---- DATASET EXTRACT

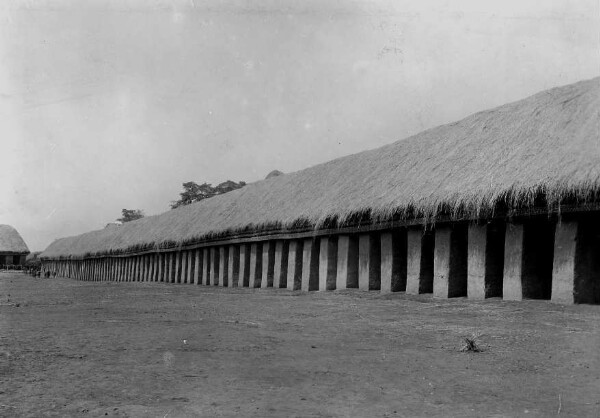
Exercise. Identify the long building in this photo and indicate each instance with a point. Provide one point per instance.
(504, 203)
(13, 249)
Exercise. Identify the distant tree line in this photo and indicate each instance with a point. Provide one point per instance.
(193, 192)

--------

» **WORK TO BE COMPLETED**: Return the preceding entries exactly, each word as given, but leave out any picture.

» **RESPONSE**:
Exercise. Identify the long building in this photo and indicate each instance with a point. Provide one point per instance.
(504, 203)
(13, 249)
Exercise. Identify the distant tree line in this photo and indicate each instance with a point. Provide one point per instance.
(193, 192)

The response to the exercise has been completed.